#### [DIRECTION]
Render the listing below as a two-column CSV headed text and answer, with one row for each "point at" line and the coordinates that follow it. Put each field in double quotes and turn any line breaks into spaces.

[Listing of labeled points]
○ ○ ○ ○ ○ ○ ○
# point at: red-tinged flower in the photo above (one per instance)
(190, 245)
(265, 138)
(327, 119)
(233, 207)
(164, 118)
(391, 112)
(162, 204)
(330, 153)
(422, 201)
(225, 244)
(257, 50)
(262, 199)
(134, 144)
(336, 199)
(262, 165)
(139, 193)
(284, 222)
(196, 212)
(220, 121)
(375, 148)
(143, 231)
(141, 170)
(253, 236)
○ ○ ○ ○ ○ ○ ○
#### [COMPLETE ANSWER]
text,answer
"# point at: red-tinged flower in the photo above (one per instance)","(190, 245) (265, 138) (327, 119) (233, 207) (164, 118) (391, 112) (162, 204) (330, 153) (422, 201) (225, 244) (257, 50) (262, 199) (134, 144) (336, 199) (262, 165) (139, 193) (284, 222) (196, 212) (220, 121) (375, 148) (143, 231) (141, 170) (253, 236)"